* _PROVIDED PASSAGE_:
════════════════════

As has been well documented, doubling Danehill can be tricky. This time, tripling him seems to have been far from detrimental, sitting as he does at 4f x 4m, 4m.

Dominica brings a Danehill duplication through the statistically least favourable combination of double male – and close-up and influential at 3m x 3m – via her grandsires Danehill Dancer and Danzero.

That might not have done Dominica many favours. She raced seven times for wins at Muswellbrook and Quirindi.

But infused with a dash of Danehill female – Capitalist’s second dam Compulsion – the blend certainly doesn’t appear to have done King Of Roseau any harm, with the Peter Snowden trained sprinter’s 18 starts having yielded four wins and six placings, two of those at stakes level.

════════════════════

* _EXERCISE REQUIREMENTS_:
Please state, from the passage on King Of Roseau's pedigree, how many wins and placings came from his 18 starts.

Dataset excerpts:
════════════════════

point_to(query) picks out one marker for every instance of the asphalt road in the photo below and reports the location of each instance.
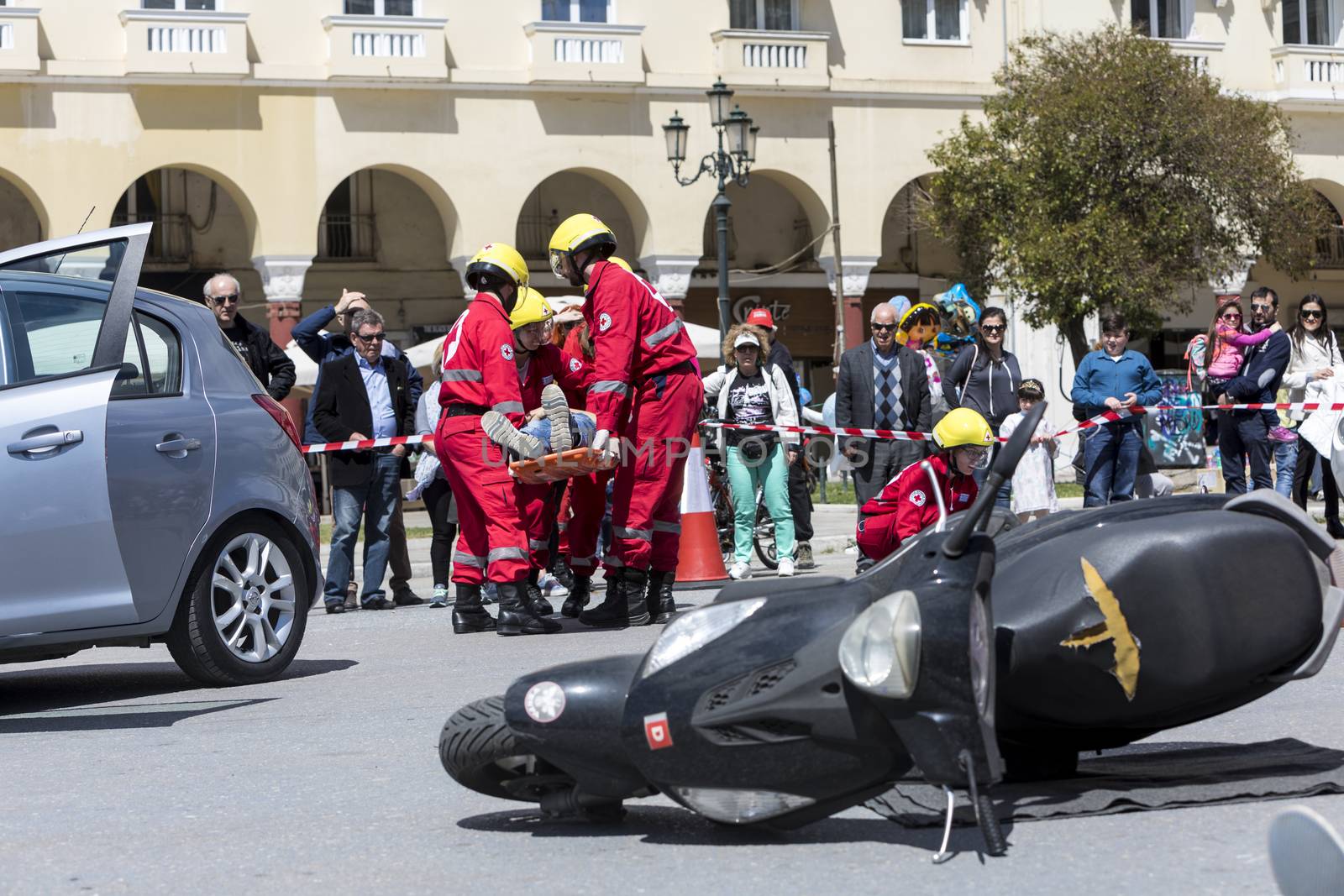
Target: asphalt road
(120, 775)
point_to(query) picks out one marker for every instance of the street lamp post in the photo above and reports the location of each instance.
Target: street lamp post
(730, 163)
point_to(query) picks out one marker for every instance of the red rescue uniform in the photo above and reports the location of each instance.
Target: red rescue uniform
(548, 364)
(907, 506)
(645, 390)
(480, 375)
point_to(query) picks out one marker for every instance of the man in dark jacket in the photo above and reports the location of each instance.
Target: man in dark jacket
(800, 499)
(882, 385)
(1243, 436)
(363, 396)
(268, 362)
(327, 347)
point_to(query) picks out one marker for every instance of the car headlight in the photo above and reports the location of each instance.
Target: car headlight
(691, 631)
(880, 651)
(980, 669)
(739, 806)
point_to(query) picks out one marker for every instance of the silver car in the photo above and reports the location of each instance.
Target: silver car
(152, 488)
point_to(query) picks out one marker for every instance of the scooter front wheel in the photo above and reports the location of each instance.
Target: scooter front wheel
(480, 752)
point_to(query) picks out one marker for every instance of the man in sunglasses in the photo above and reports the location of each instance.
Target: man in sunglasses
(266, 360)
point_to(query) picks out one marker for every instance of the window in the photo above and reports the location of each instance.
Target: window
(764, 15)
(936, 20)
(199, 6)
(155, 352)
(1312, 22)
(575, 9)
(381, 7)
(1169, 19)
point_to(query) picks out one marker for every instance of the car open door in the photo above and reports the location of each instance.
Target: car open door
(65, 313)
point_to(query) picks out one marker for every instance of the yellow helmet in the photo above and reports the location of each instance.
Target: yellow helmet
(963, 426)
(530, 308)
(578, 233)
(496, 259)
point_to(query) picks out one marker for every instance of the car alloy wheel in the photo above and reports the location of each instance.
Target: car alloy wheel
(253, 597)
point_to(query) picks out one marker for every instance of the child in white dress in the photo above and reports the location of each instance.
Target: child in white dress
(1034, 481)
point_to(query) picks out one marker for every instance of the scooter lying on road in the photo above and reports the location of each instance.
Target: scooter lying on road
(960, 658)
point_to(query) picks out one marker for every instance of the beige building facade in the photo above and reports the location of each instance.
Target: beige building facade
(318, 145)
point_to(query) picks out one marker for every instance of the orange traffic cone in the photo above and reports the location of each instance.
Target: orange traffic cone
(699, 559)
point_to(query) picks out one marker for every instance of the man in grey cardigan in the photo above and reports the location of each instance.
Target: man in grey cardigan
(882, 385)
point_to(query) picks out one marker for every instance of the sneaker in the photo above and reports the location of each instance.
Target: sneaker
(506, 434)
(803, 557)
(558, 412)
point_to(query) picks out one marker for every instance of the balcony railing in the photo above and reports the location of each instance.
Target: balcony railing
(398, 47)
(1310, 73)
(347, 238)
(585, 51)
(19, 40)
(170, 42)
(773, 58)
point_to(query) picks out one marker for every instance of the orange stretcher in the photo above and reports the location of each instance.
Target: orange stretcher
(553, 468)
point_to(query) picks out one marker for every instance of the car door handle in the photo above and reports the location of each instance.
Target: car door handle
(46, 443)
(178, 445)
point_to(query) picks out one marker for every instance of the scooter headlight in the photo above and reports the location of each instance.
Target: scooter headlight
(691, 631)
(739, 806)
(880, 651)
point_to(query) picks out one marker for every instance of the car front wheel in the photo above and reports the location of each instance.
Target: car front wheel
(242, 617)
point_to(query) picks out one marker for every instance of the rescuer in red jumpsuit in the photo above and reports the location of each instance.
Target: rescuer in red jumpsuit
(480, 376)
(647, 396)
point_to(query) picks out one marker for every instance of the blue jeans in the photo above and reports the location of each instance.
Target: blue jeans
(374, 501)
(1112, 464)
(542, 430)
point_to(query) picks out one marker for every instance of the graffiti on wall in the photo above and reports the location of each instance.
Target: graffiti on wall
(1176, 438)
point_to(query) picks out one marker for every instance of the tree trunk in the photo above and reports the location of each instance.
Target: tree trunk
(1077, 338)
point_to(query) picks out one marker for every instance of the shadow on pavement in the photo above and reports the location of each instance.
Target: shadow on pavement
(682, 828)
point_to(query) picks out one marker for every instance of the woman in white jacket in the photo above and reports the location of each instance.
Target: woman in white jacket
(1315, 362)
(756, 394)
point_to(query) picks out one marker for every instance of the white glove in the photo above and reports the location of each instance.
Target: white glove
(605, 446)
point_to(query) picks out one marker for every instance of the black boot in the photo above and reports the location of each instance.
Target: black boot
(625, 602)
(468, 613)
(580, 594)
(517, 616)
(659, 598)
(535, 597)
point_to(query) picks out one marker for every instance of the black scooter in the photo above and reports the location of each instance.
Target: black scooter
(785, 703)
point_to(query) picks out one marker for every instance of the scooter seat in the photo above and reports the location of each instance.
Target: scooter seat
(770, 587)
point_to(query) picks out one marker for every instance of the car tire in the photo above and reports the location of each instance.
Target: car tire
(197, 640)
(480, 752)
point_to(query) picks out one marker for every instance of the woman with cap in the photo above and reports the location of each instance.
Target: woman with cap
(909, 503)
(753, 392)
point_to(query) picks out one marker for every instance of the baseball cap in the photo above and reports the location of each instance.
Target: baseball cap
(761, 317)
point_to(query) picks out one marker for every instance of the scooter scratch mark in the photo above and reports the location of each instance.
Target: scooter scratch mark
(1115, 629)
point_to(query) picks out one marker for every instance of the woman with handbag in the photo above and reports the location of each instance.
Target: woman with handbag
(756, 392)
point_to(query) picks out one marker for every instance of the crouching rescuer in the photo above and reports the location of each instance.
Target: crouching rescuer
(481, 376)
(645, 394)
(909, 503)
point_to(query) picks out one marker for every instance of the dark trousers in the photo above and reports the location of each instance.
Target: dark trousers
(800, 501)
(438, 500)
(1243, 438)
(1307, 456)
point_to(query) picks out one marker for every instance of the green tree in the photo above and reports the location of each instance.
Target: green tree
(1110, 175)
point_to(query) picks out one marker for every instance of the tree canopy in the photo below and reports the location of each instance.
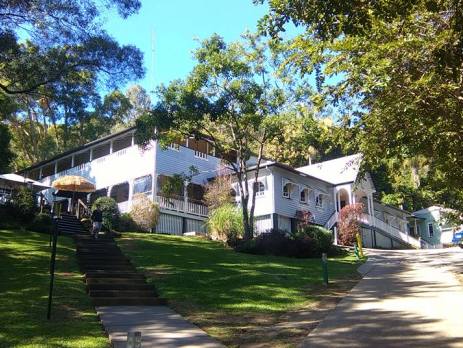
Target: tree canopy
(231, 99)
(56, 62)
(394, 71)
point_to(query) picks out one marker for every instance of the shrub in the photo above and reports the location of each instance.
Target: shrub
(310, 241)
(109, 209)
(226, 224)
(42, 223)
(22, 208)
(219, 192)
(279, 243)
(86, 223)
(144, 212)
(349, 223)
(126, 224)
(321, 236)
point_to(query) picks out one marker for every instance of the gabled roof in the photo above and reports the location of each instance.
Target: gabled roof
(431, 209)
(77, 149)
(338, 171)
(268, 163)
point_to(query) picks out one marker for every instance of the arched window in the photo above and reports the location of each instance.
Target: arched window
(259, 188)
(120, 192)
(304, 195)
(287, 190)
(319, 201)
(143, 185)
(97, 194)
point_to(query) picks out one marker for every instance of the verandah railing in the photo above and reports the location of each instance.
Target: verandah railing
(181, 205)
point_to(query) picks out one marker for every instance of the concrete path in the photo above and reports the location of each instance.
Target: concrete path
(408, 298)
(159, 326)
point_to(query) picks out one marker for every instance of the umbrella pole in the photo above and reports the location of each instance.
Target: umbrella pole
(73, 201)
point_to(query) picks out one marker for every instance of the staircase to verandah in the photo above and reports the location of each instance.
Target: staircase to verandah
(110, 277)
(383, 227)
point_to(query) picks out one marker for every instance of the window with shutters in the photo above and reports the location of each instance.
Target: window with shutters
(101, 150)
(122, 142)
(143, 185)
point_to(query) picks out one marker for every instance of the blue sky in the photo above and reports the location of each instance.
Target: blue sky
(176, 24)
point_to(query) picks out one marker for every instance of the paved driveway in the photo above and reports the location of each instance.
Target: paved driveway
(408, 298)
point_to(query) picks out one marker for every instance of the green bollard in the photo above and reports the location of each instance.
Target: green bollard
(356, 251)
(325, 269)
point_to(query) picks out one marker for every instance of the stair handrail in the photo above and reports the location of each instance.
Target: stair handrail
(85, 209)
(391, 230)
(332, 220)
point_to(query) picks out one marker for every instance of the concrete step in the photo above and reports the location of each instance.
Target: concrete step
(113, 274)
(82, 247)
(122, 293)
(120, 268)
(107, 265)
(116, 281)
(120, 286)
(128, 301)
(102, 258)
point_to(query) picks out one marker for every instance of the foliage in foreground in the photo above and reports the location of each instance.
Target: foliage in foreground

════════════════════

* _COMPLETED EXERCISE_:
Four wins and six placings.